*SUPPLIED TEXT*

▬▬▬▬▬▬

For over 40 years, the A.C.E. program has been the trendsetter in Biblical educational reform. Its philosophy is built on basic principles of the Word of God. Students are taught to see life from God’s point of view, to take responsibility for their own learning, and to walk in Godly wisdom and character. Its learning principles are as follows:

  1. The students must be on a level of curriculum where he can perform.
  2. The student must set reasonable goals that can be achieved in a prescribed period of time.
  3. The student must be controlled and motivated.
  4. The student’s learning must be measurable.
  5. The student’s learning must be rewarded.

 Lving Heritage Academy, the homeschool arm of the Philippine Christian School of Tomorrow, Paranaque City

Accelerated Christian Education® has taken the conventionally styled textbook and divided it into bite-sized, achievable, worktexts called PACEs. Each PACE is similar to a unit in a textbook. Each level consists of 12 PACEs in each subject. PACEs integrate Godly character-building lessons into the academic content, and self-instructional activities are carefully designed to develop thinking skills and create mastery learning.  Since 1970, A.C.E. PACEs have proven to be effective tools for goal setting and for achieving academic excellence.

The Student Programs of Accelerated Christian Education® (A.C.E.) give students opportunities to build character and learn leadership skills outside the classroom.

Student Conventions challenge students ages 8 and older to develop their ministry skills by competing in more than 140 events in categories such as music, speech/drama, athletics, arts, and academics.


Suzuki Method

The Suzuki method, also known as the “mother-tongue approach,” is a method of teaching that stresses the importance of parental influence and involvement. Parents and teachers work together to achieve a common goal. Parents are expected to know each lesson and serve as nurturing teachers at home.

 As in most cases, speaking comes earlier than writing.  Children can be taught to play musical instruments earlier even before they read notes from music pieces.  Reading may be learned later.

 Aside from playing the piano, they play the violin too. We grab every opportunity for our kids to minister through their God-given talents


 Classical Christian Education

Following classical approach, it is important to consider the three important pathways:

  1. Grammar or language acquisition,
  2. Dialectic or critical thinking, and
  3. Rhetoric or written and oral composition.

▬▬▬▬▬▬

*GIVEN MATERIAL*
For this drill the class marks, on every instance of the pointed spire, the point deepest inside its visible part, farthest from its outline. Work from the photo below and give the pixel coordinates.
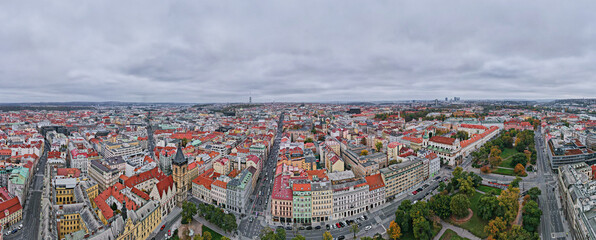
(179, 159)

▬▬▬▬▬▬

*SET EXERCISE 1*
Translate this sentence from the text on Christian schooling methods into Spanish: "Each PACE is similar to a unit in a textbook."
*SET EXERCISE 2*
In the text on Christian schooling methods, why can children learn to play musical instruments before they read notes? Answer in one to three sentences.
*SET EXERCISE 3*
Resume the text on Christian schooling methods from its final line.
This exercise does not use the material.

*EXERCISE RESULT 1*
Cada PACE es similar a una unidad de un libro de texto.

*EXERCISE RESULT 2*
The text compares music to language, where speaking comes earlier than writing. Playing can therefore come first, and reading music can be learned later.

*EXERCISE RESULT 3*
This is called the “trivium.” The central point at which the three roads of the trivium intersect represents mastery of the skills (language, thought, and speech), and it is at this intersection that the apprentice has the necessary tools to move on to deeper study of knowledge within specific disciplines.

Love for reading is one characteristic of those trained the classical way…

Our kids are always excited to meet the authors of the books they read.

Reading aloud, as in any classical education, is a must.  We enjoy every read aloud sessions.

We see to it that learning is not just confined at home, we use the opportunities in the environment to educate them.

We ensure that they are provided the mentors for specialized trainings for arts and music.


How will their life matter? We teach from the Scripture that life is short and that they should use it to glorify God.  To stress the point, we find it fitting to bring them to the cemetery from time to time to show the brevity of life.

Our homeschool journey   allows us to have a disciplined mind to stay on track while honing and perfecting the talents God endowed each one—be it in arts music, sports, writing composition or what have they. 


Are you enrolled in a DepEd accredited homeschool provider or others? Which one?

We are enrolled in Philippine Christian School of Tomorrow’s  Home Education Program  (Living Heritage Academy) which uses the Accelerated Christian Education Program, a comprehensive Bible-based program that serves both the campus-based schools and the homeschools

Until when do you plan to homeschool your child?

From the beginning, we envisioned our children to be homeschooled until 12th grade.  Our 13-year old is currently working on Grade 11 PACES and by 2016; he will have finished his Senior High School.  However, we are yet to see the ramifications DepEd’s Proposed Senior High School curriculum will have on our existing curriculum.  For now, we are prayerfully keeping our options open

Share one lesson you’ve learned over the years about homeschooling.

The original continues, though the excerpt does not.